++++ TASK INPUTS ++++

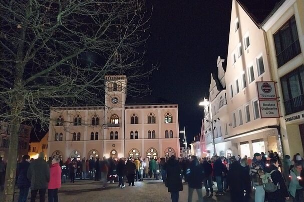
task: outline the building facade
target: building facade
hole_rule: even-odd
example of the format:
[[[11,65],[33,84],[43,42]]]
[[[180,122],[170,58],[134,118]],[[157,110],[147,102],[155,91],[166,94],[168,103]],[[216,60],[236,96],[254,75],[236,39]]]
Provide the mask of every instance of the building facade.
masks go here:
[[[266,32],[273,80],[277,82],[285,154],[304,154],[304,2],[282,1],[260,27]]]
[[[29,144],[32,127],[24,125],[20,125],[18,145],[18,159],[22,159],[22,156],[28,154],[29,152]],[[10,147],[10,126],[3,122],[0,122],[0,157],[5,161],[8,160],[9,148]]]
[[[64,160],[179,156],[178,106],[128,103],[126,77],[105,78],[104,106],[51,109],[48,156]]]
[[[30,142],[29,148],[29,153],[28,155],[32,158],[37,158],[38,154],[41,152],[45,154],[45,160],[48,160],[48,140],[49,138],[49,133],[47,133],[42,139],[36,140],[31,140]],[[58,156],[60,158],[61,156]]]

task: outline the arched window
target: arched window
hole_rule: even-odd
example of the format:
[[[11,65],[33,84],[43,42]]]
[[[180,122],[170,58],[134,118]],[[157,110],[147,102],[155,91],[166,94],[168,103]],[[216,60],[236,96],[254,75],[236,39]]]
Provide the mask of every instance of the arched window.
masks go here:
[[[151,116],[151,124],[155,124],[155,116]]]
[[[62,116],[58,116],[57,120],[56,120],[56,126],[63,126],[63,118]]]
[[[173,132],[172,130],[170,130],[170,138],[173,138]]]
[[[169,116],[169,122],[172,123],[172,116],[171,115]]]
[[[81,125],[81,117],[79,115],[77,115],[74,118],[74,126],[80,126]]]
[[[117,84],[113,84],[113,91],[117,91]]]
[[[134,116],[131,117],[131,124],[134,124]]]
[[[131,124],[138,124],[138,117],[135,114],[131,117]]]
[[[148,116],[148,124],[155,124],[155,116],[152,113],[150,113]]]
[[[93,132],[92,132],[91,133],[91,140],[94,140],[94,133]]]
[[[169,122],[169,120],[168,120],[168,116],[165,116],[165,124],[168,124]]]
[[[134,138],[133,136],[134,136],[133,132],[131,131],[131,132],[130,132],[130,138],[133,139]]]
[[[113,114],[111,116],[111,123],[112,124],[118,124],[119,123],[119,119],[117,115]]]
[[[92,118],[91,124],[92,126],[98,126],[99,125],[99,118],[97,116],[97,115],[94,114],[93,117]]]
[[[55,141],[59,141],[59,136],[58,136],[58,132],[55,133]]]

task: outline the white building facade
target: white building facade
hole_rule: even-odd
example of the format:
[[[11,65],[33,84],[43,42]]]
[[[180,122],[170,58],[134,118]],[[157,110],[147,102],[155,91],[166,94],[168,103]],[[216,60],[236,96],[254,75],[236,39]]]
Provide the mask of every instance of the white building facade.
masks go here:
[[[126,77],[105,78],[105,106],[51,108],[48,156],[180,156],[178,105],[126,103]]]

++++

(BRIEF)
Please rewrite all of the material with each "outline" changed to "trace" and nothing else altered. Leave the pictures out of your answer.

(WRITTEN REPLY)
task: trace the building facade
target: building facade
hole_rule: even-odd
example of the format:
[[[11,65],[33,84],[43,42]]]
[[[180,122],[170,58],[134,118]],[[157,110],[147,102],[155,91],[166,94],[168,103]],[[216,60],[236,96],[254,75],[236,39]]]
Provide the mask of every instance of the building facade.
masks go here:
[[[266,32],[273,80],[277,82],[285,154],[304,154],[304,2],[282,1],[260,27]]]
[[[29,144],[32,127],[24,125],[20,125],[18,145],[18,159],[22,159],[22,156],[28,154],[29,152]],[[10,147],[10,126],[3,122],[0,122],[0,157],[5,161],[8,160],[9,148]]]
[[[64,160],[179,156],[178,106],[128,103],[126,77],[105,78],[104,106],[51,109],[48,156]]]
[[[30,142],[29,148],[29,153],[28,155],[32,158],[37,158],[38,154],[41,152],[45,154],[45,160],[48,160],[48,140],[49,138],[49,133],[47,133],[42,139],[36,140],[31,140]],[[58,156],[60,158],[61,156]]]

task: trace the arched window
target: arched window
hole_rule: even-odd
example of the format:
[[[11,65],[33,84],[43,42]]]
[[[180,122],[170,58],[134,118]],[[157,110],[147,102],[155,91],[166,94],[168,103]],[[216,60],[236,96],[254,75],[236,39]]]
Provide the mask of every instance of the arched window.
masks go here:
[[[151,116],[151,124],[155,124],[155,116]]]
[[[62,116],[58,116],[57,120],[56,120],[56,126],[63,126],[63,118]]]
[[[173,132],[172,130],[170,130],[170,138],[173,138]]]
[[[169,116],[169,122],[172,123],[172,116],[171,115]]]
[[[81,125],[81,117],[79,115],[77,115],[74,118],[74,126],[80,126]]]
[[[117,84],[113,84],[113,91],[117,91]]]
[[[134,116],[131,117],[131,124],[134,124]]]
[[[131,124],[138,124],[138,117],[135,114],[131,117]]]
[[[148,116],[148,124],[155,124],[155,116],[152,113],[150,113]]]
[[[93,132],[92,132],[91,133],[91,140],[94,140],[94,133]]]
[[[169,122],[169,120],[168,120],[168,116],[165,116],[165,124],[168,124]]]
[[[134,138],[133,136],[134,136],[133,132],[131,131],[131,132],[130,132],[130,138],[133,139]]]
[[[113,114],[111,116],[111,123],[112,124],[118,124],[119,123],[119,119],[117,115]]]
[[[92,118],[91,124],[92,126],[98,126],[99,125],[99,118],[97,116],[97,115],[94,114],[93,117]]]
[[[55,141],[59,141],[59,136],[58,136],[58,132],[55,133]]]

task: trace the white building facade
target: white building facade
hole_rule: even-odd
example of the format:
[[[11,65],[33,84],[43,42]]]
[[[180,122],[170,58],[134,118]],[[157,110],[147,102],[155,91],[166,94],[168,103]],[[216,60],[236,96],[254,75],[236,39]]]
Provide the mask of every instance of the white building facade.
masks go here:
[[[126,77],[105,78],[105,106],[51,108],[48,156],[180,156],[178,105],[126,103]]]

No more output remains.